| Exercise aim |
Copy out each record below, exactly as given.

****

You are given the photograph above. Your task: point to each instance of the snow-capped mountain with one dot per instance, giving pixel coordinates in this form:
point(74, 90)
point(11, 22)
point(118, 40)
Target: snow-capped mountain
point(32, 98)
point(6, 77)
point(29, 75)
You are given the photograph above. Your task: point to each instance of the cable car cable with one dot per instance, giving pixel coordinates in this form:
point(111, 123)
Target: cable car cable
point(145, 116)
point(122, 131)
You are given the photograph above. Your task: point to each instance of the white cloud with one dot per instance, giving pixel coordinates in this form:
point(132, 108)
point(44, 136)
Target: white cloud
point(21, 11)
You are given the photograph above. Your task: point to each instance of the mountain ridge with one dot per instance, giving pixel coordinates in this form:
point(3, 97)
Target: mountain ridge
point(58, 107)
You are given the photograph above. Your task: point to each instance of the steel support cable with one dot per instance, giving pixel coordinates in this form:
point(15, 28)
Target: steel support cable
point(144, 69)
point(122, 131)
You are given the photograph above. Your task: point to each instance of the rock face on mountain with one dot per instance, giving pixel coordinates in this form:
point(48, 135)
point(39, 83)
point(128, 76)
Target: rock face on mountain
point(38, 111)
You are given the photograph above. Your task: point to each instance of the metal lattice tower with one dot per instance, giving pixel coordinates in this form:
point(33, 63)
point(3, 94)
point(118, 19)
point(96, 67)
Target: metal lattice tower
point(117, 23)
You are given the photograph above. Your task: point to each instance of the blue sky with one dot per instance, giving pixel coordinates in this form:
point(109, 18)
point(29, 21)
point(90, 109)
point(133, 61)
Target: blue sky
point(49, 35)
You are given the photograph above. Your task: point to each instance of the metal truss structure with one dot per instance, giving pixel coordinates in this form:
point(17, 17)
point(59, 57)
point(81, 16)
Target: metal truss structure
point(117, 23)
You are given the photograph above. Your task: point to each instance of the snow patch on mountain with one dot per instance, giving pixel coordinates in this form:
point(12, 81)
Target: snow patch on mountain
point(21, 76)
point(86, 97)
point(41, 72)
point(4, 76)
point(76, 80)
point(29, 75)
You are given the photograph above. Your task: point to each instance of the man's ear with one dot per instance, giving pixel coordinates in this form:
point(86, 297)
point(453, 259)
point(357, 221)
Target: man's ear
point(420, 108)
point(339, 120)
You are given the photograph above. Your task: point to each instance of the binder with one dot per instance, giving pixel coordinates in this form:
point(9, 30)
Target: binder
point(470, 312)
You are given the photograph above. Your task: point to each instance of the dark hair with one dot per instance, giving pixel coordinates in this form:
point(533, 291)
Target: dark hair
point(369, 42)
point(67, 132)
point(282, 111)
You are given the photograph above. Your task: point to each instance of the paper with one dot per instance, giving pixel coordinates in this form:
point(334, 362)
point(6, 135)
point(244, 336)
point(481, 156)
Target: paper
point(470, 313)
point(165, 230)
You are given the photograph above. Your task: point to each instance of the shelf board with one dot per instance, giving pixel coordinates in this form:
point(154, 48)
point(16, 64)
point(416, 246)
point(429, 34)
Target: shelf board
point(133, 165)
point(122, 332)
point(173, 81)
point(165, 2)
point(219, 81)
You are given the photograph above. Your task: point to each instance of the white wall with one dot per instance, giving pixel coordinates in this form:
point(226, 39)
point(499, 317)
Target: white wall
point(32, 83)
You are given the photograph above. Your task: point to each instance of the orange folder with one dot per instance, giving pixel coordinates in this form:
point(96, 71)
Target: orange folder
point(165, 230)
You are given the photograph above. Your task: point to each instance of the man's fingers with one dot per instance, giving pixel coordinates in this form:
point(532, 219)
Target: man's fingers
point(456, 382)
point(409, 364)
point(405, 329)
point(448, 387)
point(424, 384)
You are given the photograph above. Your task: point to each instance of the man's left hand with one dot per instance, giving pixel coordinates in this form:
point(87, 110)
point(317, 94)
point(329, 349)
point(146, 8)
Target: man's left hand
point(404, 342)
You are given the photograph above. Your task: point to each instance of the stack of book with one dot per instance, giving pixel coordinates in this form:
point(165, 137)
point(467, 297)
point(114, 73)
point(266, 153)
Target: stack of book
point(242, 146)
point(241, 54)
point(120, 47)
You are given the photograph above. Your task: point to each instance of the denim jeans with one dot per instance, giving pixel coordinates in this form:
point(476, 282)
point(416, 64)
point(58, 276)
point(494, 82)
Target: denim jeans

****

| Solved exercise |
You are given the photograph above. Your task: point to each instance of the snow-capped mountain with one dot per instance, giving pixel coordinates in this form:
point(74, 90)
point(11, 22)
point(118, 40)
Target: snow-capped mountain
point(32, 98)
point(6, 77)
point(29, 75)
You are given the photograph above. Your task: point to each instance of the cable car cable with one dot per instance, giving pixel coordinates in this form:
point(111, 123)
Target: cable car cable
point(145, 116)
point(122, 131)
You are given the photograph above. Your task: point to each instance of the white cloud with one dot per instance, giving pixel coordinates in this form:
point(132, 108)
point(44, 136)
Target: white cloud
point(21, 11)
You are given the photograph above. Your task: point to each instance of the mountain ridge with one dot per instance, giving pixel coordinates in this form:
point(3, 97)
Target: mountain ridge
point(58, 107)
You are given the photograph above. Your task: point to each instance of the steel support cable with one dot per instance, giving pixel coordinates in this form:
point(15, 28)
Target: steel support cable
point(144, 69)
point(122, 131)
You are given the photograph above. Your task: point to each instance of the rock face on mountain with one dot per instance, giving pixel coordinates in this form:
point(48, 135)
point(39, 83)
point(128, 76)
Target: rock face on mountain
point(38, 111)
You are given the photograph above. Your task: point to each instance of the metal lattice tower with one dot per instance, giving pixel coordinates in this form:
point(33, 63)
point(3, 94)
point(118, 19)
point(96, 67)
Target: metal lattice tower
point(117, 23)
You are given the photograph above. Your task: point to each instance of the blue sky with one dot per instance, giving pixel coordinates in this form:
point(109, 18)
point(29, 21)
point(90, 109)
point(133, 61)
Target: blue sky
point(49, 35)
You are given the photograph above. Your task: point to each instance of the metal truss structure with one dot per instance, giving pixel coordinates in this form:
point(17, 17)
point(59, 57)
point(81, 16)
Target: metal truss structure
point(117, 23)
You are given the photograph above. Your task: point to each instance of the snow patch on mountain with one dot per instance, giving pixel coordinates in this form:
point(12, 81)
Target: snow patch on mountain
point(21, 76)
point(86, 97)
point(41, 72)
point(4, 76)
point(76, 80)
point(29, 75)
You are given the photograph above. Your task: point to each instance of the man's ear with one dot per instance, giving pixel coordinates in this form:
point(86, 297)
point(453, 259)
point(357, 221)
Target: man's ear
point(420, 108)
point(339, 120)
You are given the photograph above. Your task: point to each instance of the binder with one dot per instance, giving pixel coordinates in this form:
point(9, 30)
Target: binder
point(470, 312)
You are given the photograph above. Your task: point to each instance of the dark hair with one dot per instance, giving pixel coordinates in this form:
point(533, 291)
Target: dark hair
point(369, 42)
point(67, 132)
point(282, 111)
You are given the photograph above. Your task: point to each instance of the paper with one dot per instance, giving pixel coordinates in this form:
point(334, 362)
point(6, 135)
point(244, 336)
point(481, 156)
Target: paper
point(470, 313)
point(165, 230)
You are given the photograph above. Your task: point to each instance of the shelf board with one dot per instance, giving pixel coordinates in this form:
point(154, 48)
point(16, 64)
point(416, 246)
point(429, 34)
Target: shelf board
point(133, 165)
point(122, 332)
point(173, 81)
point(165, 2)
point(219, 81)
You are given the photograph above. Your task: point to each instance of the white wall with one dot per instance, giving pixel coordinates in this form:
point(226, 39)
point(499, 317)
Target: white wall
point(32, 83)
You are given the photograph above. Your task: point to each instance of the orange folder with one dot per instance, giving pixel coordinates in this form:
point(96, 71)
Target: orange folder
point(165, 230)
You are given the photograph above. Your task: point to each instance of the man's fingers with one dot per instance, giving pixel coordinates in this form:
point(532, 219)
Target: man's fingers
point(456, 382)
point(409, 364)
point(405, 329)
point(448, 387)
point(424, 384)
You are given the photograph above. Your task: point to each instance of the man's left hand with one dot per instance, giving pixel coordinates in this form:
point(87, 110)
point(317, 94)
point(329, 349)
point(146, 8)
Target: man's left hand
point(404, 342)
You are given the photograph above. Your task: point to each instance of the stack of book with one dot per instance, giving pixel coordinates in this form:
point(165, 137)
point(467, 297)
point(114, 73)
point(266, 153)
Target: stack of book
point(242, 146)
point(241, 54)
point(120, 47)
You are given the photograph above. Your task: point to each instance of the denim jeans with one dot per instance, giving pixel coordinates in this form:
point(476, 282)
point(416, 64)
point(58, 276)
point(494, 82)
Target: denim jeans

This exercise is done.